Copy out the rows from the line containing "of the ocean" through the last row, substituting "open sky" for "blue sky" and changing nothing else.
** begin **
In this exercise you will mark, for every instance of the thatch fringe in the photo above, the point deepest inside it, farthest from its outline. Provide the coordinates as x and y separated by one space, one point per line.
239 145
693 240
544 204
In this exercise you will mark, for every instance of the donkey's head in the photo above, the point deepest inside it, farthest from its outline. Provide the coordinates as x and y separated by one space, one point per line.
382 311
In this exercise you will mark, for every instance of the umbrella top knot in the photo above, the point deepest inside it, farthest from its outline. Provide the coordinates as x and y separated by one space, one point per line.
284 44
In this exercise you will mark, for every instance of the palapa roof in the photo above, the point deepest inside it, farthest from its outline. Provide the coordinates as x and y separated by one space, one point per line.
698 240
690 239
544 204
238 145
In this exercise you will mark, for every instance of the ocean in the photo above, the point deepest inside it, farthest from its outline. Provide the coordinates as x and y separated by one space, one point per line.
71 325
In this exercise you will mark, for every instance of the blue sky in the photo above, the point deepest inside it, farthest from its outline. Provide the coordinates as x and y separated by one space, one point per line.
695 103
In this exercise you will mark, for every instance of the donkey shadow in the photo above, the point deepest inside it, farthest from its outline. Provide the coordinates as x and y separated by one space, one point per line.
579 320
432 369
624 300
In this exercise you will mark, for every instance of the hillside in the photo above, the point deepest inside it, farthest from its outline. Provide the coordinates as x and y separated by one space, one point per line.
** end **
### Expected output
In this exercise you will mark, for every instance of the ocean in the photo above, the point deepest inside it, farthest from its outline. Provide the coordinates as x and y separated by one space, one point per line.
71 325
In this exercise you will mark, for every instance of the open sky in the photo above, the point deepest inside it, farthest from its outline. Provide the coordinates as x and y separated by one space, one point per line.
695 103
In this exercise you will mark, for every instance of the donkey shadow in the photo above, the point deepest inside it, farthest from its outline. Provide the coordinates as x and y separated by one space, one point per line.
579 320
432 369
624 300
In this exercise you will mark, for every instance of the hillside in the photo above, the point deepest inside it, farthest from its outline. Provide the coordinates as x and y separated by one space, one point per line.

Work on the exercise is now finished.